Exercise prompt >>
Copy out the entries below, swapping "occurrence" in for each "instance" and changing nothing else.

Supplied data >>
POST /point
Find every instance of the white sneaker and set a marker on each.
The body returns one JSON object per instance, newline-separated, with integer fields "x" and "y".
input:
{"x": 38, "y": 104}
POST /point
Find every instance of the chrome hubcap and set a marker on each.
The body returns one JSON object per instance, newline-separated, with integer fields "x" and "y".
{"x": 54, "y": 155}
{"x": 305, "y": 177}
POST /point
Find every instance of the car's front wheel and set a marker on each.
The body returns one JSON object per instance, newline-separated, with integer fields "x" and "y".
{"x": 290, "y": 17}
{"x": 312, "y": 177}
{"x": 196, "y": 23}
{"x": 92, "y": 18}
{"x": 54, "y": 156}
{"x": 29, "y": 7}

In response >>
POST /point
Find every occurrence of the white sneaker and set a marker on each.
The body returns one JSON object per occurrence, newline-separated, with integer fields "x" and "y".
input:
{"x": 38, "y": 104}
POST /point
Find every occurrence of the chrome hubcap and set a marker on each.
The body returns one JSON object per occurrence, newline-separated, with integer fields "x" and "y".
{"x": 54, "y": 155}
{"x": 305, "y": 177}
POST /point
Find every occurrence of the car's front wheel and set a marker on each.
The body returns one JSON object per occurrence, newline-separated, with integer fields "x" and "y".
{"x": 290, "y": 17}
{"x": 312, "y": 177}
{"x": 196, "y": 23}
{"x": 92, "y": 18}
{"x": 54, "y": 156}
{"x": 29, "y": 7}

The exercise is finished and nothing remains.